**Written problem**
Restate the entries below verbatim.

**Extracted entries**
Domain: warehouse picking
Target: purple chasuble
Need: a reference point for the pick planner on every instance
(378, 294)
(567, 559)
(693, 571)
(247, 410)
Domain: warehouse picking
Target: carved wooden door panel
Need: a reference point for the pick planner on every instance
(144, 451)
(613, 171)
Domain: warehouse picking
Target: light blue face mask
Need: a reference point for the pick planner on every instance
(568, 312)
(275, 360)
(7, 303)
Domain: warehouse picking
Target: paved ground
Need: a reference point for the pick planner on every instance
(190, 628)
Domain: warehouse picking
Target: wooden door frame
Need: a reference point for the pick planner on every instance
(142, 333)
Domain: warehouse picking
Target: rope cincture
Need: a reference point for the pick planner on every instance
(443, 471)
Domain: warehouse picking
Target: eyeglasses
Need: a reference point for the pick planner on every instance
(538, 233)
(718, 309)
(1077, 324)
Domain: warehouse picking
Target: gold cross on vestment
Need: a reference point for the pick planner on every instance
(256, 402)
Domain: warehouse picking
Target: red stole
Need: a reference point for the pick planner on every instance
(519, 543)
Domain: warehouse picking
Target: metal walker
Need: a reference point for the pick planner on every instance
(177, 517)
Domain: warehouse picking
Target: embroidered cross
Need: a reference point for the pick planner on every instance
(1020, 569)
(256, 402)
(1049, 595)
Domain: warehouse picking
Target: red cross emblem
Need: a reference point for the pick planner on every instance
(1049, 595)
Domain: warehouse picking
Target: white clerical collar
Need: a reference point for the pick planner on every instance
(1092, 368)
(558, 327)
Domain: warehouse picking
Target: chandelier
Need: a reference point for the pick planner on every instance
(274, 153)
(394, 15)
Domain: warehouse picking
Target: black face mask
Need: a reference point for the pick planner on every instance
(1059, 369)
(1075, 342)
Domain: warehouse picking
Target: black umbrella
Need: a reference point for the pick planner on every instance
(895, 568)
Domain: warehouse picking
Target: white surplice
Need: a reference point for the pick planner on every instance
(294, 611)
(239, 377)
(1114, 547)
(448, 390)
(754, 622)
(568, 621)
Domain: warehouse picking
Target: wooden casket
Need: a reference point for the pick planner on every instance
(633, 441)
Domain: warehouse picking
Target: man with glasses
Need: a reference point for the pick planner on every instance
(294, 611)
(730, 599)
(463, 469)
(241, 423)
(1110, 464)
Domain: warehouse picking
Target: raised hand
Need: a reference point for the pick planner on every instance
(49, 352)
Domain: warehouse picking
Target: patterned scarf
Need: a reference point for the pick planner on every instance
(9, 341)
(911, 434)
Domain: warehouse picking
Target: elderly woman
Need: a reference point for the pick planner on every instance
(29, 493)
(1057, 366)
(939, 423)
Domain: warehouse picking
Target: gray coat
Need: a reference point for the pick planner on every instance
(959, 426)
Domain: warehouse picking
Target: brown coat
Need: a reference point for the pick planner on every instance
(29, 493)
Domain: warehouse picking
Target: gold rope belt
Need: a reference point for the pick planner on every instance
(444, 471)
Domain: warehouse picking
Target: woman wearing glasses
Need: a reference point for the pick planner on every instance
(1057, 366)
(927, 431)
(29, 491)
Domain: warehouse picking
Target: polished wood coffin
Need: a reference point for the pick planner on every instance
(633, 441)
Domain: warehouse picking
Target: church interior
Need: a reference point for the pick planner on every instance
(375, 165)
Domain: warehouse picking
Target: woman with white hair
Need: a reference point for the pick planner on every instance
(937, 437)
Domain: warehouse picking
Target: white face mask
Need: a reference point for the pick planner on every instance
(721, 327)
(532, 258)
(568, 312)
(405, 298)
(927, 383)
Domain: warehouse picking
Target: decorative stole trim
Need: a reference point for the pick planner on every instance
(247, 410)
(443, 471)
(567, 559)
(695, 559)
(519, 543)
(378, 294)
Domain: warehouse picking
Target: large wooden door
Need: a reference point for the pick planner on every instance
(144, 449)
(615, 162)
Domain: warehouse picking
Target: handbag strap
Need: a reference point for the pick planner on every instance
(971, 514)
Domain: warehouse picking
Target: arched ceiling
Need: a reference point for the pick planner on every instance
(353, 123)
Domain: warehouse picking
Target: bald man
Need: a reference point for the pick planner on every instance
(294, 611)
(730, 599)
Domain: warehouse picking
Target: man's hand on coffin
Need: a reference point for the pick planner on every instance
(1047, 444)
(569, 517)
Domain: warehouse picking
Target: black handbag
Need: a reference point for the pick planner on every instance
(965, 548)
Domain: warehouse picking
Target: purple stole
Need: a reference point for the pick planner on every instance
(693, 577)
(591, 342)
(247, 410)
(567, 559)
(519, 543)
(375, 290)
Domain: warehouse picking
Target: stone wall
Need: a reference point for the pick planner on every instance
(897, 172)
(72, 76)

**Full response**
Domain: warehouse picking
Target: purple chasuble
Need: a reference point for the pick planner on every instance
(378, 294)
(567, 559)
(693, 571)
(247, 410)
Domain: warehouse picking
Target: carved wooden door panel
Need: a reference point for the pick planner on every instance
(144, 451)
(613, 171)
Domain: warehouse picking
Target: light blue face mask
Need: a reference point for the pick planner on every instance
(568, 312)
(275, 360)
(7, 303)
Domain: warehouse picking
Target: paved ground
Need: a reference point for the pick planner on every instance
(190, 628)
Domain: warehouse picking
Target: wooden door frame
Need: a reference point for the pick planner on every instance
(142, 333)
Domain: warehouse picking
Target: rope cincture
Need: a reference point for the pick planner on every instance
(443, 471)
Domain: warehouse picking
Target: eyeglasses
Need: a reference point for the pick planner on every instance
(538, 233)
(718, 309)
(1077, 324)
Domain: warehouse picking
Target: gold cross on vestment
Need: a reference point for the pick planner on every instance
(256, 402)
Domain: warehouse picking
Target: red stole
Need: a reference point for the pick planner on every instance
(519, 543)
Domain: warehouse picking
Target: metal walker
Need: a reference point for the pick planner on every instance
(177, 517)
Domain: warehouse picking
Target: embroidered cross
Need: a reference point for the pick planner on every instance
(1020, 569)
(256, 402)
(1049, 595)
Domain: warehouse picking
Target: red cross emblem
Need: a reference point for the pick planner on every instance
(1049, 595)
Domain: warehouse picking
Target: white clerical collar
Need: a reference point for the pick planner on every instance
(1092, 368)
(558, 327)
Domain: warehouse picking
Target: chandelier
Need: a reference point for the pick planner on every instance
(274, 153)
(394, 15)
Domain: warehouse picking
Target: black face mask
Need: a reference point for the pick planner on every instance
(1059, 369)
(1075, 342)
Domain: warehouse picking
Target: black umbrella
Need: a reference point for the pick planner on every instance
(895, 568)
Domain: warehouse picking
Target: white surplice
Need: a reference point for the pick planner on every instance
(294, 611)
(239, 377)
(1114, 547)
(448, 390)
(754, 622)
(568, 621)
Domain: warehouse picking
Target: wooden casket
Need: a reference point for the pick planner on every instance
(633, 441)
Domain: warehouse picking
Target: man with glasses
Need: a reference point for the pick planner on every instance
(294, 611)
(730, 599)
(463, 469)
(241, 423)
(1110, 464)
Domain: warehouse picking
Target: raised hand
Need: a reference point for the pick planner on every instance
(49, 352)
Domain: warehouse picking
Target: patterned scarf
Need: a reference point for the pick planner on every instance
(9, 341)
(911, 434)
Domain: warehouse picking
Target: elderly woman
Need: a reference point for the pick planner on every instance
(29, 493)
(1057, 366)
(939, 423)
Domain: warehouse picking
Target: gray coat
Need: a reference point for the pick planner on every instance
(959, 426)
Domain: warehouse picking
Target: brown coat
Need: a reference point for the pick planner on every instance
(29, 493)
Domain: warehouse picking
Target: gold rope belt
Need: a reference point for the pick planner on every instance
(444, 471)
Domain: warehouse picking
Target: woman wearing glasses
Need: a reference point for the pick planner on every instance
(1057, 366)
(927, 431)
(29, 491)
Domain: warehouse picking
Target: polished wood coffin
Need: a reference point for the pick planner on every instance
(633, 441)
Domain: warehouse picking
Target: church interior
Need: a reference point for the pick planner on every instance
(375, 165)
Domain: warehouse picking
Target: woman with white hair
Need: a reference point for the pick planner on every instance
(937, 437)
Domain: warehouse picking
Target: white face mask
Need: a reference point for the pick planner on every instance
(721, 327)
(532, 258)
(568, 312)
(405, 298)
(927, 383)
Domain: warehouse picking
Target: decorative stole trim
Need: a reference point for the pick planner on every instance
(247, 410)
(443, 471)
(567, 559)
(695, 559)
(519, 543)
(378, 294)
Domain: warehouse picking
Target: large wooden door
Need: a reference point for the pick planner on every instance
(144, 449)
(615, 162)
Domain: warehouse picking
Target: handbag strap
Need: a reference point for the pick planner on every instance
(971, 514)
Domain: warehouse picking
Target: arched ceiling
Need: a reference point for the pick planner on every instance
(353, 123)
Domain: warehouse picking
Target: bald man
Need: a reference point for the pick planner on every instance
(294, 611)
(730, 599)
Domain: warehouse picking
Target: man's hand on coffin
Need: a reference point for the pick planner on every instance
(1047, 444)
(569, 517)
Domain: warehouse picking
Target: black handbag
Need: a reference point for the pick planner on every instance
(965, 548)
Domain: warehouse picking
Target: purple stole
Need: a reference point for the pick planner on every instance
(693, 577)
(591, 342)
(247, 410)
(567, 559)
(519, 543)
(375, 290)
Domain: warehouse picking
Target: stone wall
Need: a reference point for the pick planner on every instance
(897, 172)
(72, 76)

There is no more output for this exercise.